Records for this task.
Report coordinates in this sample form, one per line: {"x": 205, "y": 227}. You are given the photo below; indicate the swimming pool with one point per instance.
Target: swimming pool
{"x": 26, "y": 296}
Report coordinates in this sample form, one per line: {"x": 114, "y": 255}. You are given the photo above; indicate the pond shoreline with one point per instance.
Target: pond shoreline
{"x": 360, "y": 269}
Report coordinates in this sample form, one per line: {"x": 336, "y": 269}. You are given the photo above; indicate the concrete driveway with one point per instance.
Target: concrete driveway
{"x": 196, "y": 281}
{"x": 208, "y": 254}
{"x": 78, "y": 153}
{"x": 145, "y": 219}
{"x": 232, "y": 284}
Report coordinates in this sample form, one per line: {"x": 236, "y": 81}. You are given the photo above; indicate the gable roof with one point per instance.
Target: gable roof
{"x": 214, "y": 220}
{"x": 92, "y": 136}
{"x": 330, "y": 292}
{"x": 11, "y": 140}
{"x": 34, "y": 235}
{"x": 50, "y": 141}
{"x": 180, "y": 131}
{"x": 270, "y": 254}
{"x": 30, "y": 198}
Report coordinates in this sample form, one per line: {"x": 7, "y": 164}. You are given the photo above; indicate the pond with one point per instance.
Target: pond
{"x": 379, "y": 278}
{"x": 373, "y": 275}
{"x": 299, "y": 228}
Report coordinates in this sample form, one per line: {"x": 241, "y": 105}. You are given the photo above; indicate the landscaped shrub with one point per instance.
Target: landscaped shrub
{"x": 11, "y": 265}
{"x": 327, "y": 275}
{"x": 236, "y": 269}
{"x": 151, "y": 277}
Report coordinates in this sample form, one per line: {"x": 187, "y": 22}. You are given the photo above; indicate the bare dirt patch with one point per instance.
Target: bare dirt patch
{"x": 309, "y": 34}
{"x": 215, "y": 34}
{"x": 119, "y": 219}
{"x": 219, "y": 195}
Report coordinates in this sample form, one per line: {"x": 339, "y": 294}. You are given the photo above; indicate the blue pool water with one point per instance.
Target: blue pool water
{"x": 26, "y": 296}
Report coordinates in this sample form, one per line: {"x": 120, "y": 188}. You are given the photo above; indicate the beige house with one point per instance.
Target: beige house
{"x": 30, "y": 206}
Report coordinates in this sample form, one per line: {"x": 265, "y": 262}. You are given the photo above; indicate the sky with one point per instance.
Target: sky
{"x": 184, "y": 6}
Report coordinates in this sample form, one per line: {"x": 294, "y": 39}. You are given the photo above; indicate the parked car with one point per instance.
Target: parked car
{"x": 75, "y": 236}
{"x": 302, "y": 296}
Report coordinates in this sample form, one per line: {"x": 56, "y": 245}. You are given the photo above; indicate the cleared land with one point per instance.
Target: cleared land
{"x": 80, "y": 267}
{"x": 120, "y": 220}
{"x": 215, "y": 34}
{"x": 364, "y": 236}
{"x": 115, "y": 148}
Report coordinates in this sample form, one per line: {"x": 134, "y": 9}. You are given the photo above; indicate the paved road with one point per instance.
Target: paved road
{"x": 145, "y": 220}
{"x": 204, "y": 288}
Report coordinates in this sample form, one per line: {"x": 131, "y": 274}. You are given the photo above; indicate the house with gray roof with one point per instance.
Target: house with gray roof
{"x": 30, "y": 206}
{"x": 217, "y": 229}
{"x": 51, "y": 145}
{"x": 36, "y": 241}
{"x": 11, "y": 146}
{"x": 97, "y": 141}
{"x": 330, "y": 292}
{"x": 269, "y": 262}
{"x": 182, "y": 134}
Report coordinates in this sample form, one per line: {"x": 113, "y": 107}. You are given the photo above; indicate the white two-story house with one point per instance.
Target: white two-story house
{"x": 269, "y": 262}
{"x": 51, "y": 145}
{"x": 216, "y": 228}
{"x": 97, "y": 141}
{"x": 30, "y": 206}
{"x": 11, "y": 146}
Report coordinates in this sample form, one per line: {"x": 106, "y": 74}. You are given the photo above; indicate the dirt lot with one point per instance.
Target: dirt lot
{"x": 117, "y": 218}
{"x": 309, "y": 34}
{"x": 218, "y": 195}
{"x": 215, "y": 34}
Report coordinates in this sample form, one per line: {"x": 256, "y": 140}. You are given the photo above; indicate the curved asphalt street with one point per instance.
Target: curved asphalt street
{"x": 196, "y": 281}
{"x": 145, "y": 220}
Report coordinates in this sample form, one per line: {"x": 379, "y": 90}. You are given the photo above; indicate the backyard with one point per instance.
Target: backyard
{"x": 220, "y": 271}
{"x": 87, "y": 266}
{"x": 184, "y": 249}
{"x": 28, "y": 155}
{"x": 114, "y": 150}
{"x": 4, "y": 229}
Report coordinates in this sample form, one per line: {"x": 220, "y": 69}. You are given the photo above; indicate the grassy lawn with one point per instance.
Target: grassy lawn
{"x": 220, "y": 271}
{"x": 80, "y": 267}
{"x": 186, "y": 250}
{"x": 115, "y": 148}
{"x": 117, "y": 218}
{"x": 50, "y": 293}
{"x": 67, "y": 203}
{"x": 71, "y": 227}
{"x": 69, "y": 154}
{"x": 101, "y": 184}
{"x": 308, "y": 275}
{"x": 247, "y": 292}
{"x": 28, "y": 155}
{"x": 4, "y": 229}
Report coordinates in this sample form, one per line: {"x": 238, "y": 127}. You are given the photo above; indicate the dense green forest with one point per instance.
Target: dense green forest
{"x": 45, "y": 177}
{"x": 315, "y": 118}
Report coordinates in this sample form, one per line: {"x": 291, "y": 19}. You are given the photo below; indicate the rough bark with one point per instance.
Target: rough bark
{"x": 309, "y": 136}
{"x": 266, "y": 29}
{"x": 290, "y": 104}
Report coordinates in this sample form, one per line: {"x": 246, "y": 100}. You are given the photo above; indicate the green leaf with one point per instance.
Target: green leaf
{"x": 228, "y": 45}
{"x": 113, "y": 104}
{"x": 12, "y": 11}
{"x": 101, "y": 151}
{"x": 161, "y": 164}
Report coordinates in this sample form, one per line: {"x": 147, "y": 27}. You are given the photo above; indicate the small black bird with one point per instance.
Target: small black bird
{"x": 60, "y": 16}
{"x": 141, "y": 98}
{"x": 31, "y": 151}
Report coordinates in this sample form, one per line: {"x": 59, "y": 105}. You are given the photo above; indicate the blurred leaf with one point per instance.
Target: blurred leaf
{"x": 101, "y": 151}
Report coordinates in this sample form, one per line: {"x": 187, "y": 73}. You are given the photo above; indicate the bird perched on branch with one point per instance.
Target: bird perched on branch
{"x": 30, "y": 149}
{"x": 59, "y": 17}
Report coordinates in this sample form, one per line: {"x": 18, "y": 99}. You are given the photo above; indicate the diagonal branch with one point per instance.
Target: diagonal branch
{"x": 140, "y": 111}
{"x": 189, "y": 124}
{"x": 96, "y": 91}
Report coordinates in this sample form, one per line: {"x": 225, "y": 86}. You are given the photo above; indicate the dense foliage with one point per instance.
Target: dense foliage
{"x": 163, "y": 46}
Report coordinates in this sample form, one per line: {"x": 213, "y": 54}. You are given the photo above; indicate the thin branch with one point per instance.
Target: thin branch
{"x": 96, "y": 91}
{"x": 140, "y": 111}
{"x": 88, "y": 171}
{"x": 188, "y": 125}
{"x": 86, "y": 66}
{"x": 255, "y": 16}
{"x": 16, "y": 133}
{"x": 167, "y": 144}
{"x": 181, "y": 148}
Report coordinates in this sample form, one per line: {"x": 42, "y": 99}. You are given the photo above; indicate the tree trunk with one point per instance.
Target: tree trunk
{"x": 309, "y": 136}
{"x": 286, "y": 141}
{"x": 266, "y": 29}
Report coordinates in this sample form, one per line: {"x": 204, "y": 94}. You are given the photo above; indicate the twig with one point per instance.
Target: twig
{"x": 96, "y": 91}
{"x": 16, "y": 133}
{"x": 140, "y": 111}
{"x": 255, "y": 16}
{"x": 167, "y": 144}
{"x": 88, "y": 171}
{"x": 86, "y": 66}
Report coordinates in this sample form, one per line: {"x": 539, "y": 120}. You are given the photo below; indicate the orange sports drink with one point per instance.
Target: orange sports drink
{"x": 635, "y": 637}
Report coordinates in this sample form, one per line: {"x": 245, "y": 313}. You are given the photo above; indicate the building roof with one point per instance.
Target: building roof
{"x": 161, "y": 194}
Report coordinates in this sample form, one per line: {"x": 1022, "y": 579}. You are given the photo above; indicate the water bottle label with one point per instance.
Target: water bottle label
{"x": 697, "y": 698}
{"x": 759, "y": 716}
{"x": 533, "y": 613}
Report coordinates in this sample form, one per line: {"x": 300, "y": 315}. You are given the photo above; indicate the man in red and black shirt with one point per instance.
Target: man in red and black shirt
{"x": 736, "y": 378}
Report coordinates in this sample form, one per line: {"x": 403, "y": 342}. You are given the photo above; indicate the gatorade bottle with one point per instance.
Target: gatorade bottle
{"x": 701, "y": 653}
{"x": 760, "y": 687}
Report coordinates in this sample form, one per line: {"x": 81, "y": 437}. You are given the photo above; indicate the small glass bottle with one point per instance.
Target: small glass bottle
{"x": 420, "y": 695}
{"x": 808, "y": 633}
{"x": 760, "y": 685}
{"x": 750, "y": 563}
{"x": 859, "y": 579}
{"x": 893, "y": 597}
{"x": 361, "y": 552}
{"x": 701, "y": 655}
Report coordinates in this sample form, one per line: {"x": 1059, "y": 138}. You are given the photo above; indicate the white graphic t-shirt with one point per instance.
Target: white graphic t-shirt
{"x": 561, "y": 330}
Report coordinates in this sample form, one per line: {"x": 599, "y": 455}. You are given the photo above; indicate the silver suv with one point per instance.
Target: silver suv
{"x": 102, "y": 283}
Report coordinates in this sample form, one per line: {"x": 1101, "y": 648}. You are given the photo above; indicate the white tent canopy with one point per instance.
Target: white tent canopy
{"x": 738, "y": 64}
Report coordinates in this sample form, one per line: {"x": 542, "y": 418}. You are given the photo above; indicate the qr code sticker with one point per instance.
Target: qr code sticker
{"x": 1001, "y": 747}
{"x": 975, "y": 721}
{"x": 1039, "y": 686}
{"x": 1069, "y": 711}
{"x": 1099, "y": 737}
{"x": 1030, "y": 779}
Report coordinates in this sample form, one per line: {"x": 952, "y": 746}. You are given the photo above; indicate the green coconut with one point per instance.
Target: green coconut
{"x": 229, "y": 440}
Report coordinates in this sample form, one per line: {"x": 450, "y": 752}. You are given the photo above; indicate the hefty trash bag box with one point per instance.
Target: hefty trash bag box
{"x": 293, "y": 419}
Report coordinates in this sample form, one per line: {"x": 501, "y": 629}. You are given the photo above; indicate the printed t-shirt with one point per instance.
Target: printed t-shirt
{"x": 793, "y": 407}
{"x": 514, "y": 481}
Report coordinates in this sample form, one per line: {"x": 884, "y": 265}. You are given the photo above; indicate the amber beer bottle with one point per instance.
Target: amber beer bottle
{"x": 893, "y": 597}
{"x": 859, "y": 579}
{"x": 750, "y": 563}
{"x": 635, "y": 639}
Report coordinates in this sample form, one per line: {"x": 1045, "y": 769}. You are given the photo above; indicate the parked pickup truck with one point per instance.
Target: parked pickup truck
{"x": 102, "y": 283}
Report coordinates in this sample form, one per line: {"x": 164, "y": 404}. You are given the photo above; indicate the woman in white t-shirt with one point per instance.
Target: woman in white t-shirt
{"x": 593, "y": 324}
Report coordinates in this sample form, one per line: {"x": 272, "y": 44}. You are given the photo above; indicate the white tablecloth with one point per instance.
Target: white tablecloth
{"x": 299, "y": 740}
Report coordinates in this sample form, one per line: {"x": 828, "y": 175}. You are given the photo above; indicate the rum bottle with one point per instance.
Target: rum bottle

What to do. Reproduce word for word every line from the one containing "white t-shirt with one point per instance." through the final line of the rows, keeping both of those lines.

Written solution.
Report coordinates in this sample form, one per line: {"x": 164, "y": 404}. You are given the photo above; indicate the woman in white t-shirt with one point per instance.
Target: woman in white t-shirt
{"x": 593, "y": 324}
Report coordinates in this sample form, one per line: {"x": 272, "y": 44}. You are given the photo above; indicate the white tablecloth with one point per instance.
Target: white tablecloth
{"x": 299, "y": 740}
Report coordinates in this sample form, one per line: {"x": 828, "y": 175}. You are given the photo above; indicate the rum bottle with one point per instance.
Target: rum bottle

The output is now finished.